YOUR TASK
Go over the lines below, and when one contains the word "boat", copy it.

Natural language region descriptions
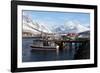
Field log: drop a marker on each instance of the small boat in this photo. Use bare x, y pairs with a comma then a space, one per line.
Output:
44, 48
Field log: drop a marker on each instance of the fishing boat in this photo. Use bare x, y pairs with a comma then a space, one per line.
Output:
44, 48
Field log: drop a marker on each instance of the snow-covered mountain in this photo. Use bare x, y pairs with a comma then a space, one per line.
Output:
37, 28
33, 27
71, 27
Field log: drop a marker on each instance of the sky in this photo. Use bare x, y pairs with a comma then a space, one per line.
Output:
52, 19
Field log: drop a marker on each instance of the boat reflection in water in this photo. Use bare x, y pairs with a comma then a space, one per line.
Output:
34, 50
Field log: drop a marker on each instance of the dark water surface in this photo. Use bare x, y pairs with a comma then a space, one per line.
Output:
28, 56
* * *
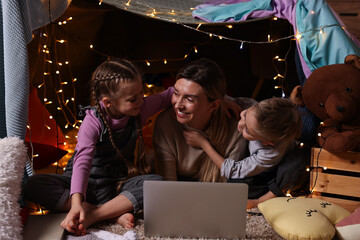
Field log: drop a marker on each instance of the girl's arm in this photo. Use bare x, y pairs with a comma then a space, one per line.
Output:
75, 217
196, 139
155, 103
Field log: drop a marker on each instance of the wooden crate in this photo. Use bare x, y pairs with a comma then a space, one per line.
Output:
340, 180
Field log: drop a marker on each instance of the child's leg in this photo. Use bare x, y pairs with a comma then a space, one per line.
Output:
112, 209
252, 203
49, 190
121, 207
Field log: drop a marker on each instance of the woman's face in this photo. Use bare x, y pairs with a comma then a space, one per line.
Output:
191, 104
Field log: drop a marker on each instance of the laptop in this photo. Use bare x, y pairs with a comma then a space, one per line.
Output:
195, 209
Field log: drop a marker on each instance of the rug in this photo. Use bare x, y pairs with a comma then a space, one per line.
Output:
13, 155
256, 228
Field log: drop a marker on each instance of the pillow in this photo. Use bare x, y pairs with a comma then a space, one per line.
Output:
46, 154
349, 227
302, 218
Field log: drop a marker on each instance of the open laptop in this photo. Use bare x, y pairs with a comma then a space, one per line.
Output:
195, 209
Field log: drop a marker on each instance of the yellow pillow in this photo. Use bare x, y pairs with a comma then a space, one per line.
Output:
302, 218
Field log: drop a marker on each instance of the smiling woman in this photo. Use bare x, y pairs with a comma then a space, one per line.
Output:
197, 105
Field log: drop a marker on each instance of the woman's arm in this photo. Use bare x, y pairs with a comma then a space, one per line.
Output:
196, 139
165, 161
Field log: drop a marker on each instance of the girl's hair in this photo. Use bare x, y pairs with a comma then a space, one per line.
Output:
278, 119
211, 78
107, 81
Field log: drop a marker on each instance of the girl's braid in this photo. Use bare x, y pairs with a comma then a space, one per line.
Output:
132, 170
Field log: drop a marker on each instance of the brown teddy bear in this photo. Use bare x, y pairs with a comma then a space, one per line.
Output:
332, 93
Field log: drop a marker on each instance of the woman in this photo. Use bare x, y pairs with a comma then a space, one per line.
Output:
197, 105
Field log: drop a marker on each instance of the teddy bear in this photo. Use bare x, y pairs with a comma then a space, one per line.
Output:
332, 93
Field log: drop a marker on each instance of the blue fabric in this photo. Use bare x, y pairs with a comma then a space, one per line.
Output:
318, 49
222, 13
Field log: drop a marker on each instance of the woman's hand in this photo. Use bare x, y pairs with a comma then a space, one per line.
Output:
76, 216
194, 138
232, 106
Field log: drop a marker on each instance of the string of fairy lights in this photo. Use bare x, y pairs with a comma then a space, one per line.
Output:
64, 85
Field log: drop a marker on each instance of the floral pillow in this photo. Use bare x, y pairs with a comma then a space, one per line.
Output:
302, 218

ANSWER SECTION
Field log: drop a marker on each instance of the small boat in this photo. Use bare x, y pairs with a comma then a space, one per line.
Field log: drop a marker on each instance of the fishing boat in this photo. Use bare x, y pairs with a comma then a space, one per line.
Field log: drop a marker on each instance of the boat reflection in water in this photo. Use bare x, y pairs with a comma then a space, one per line.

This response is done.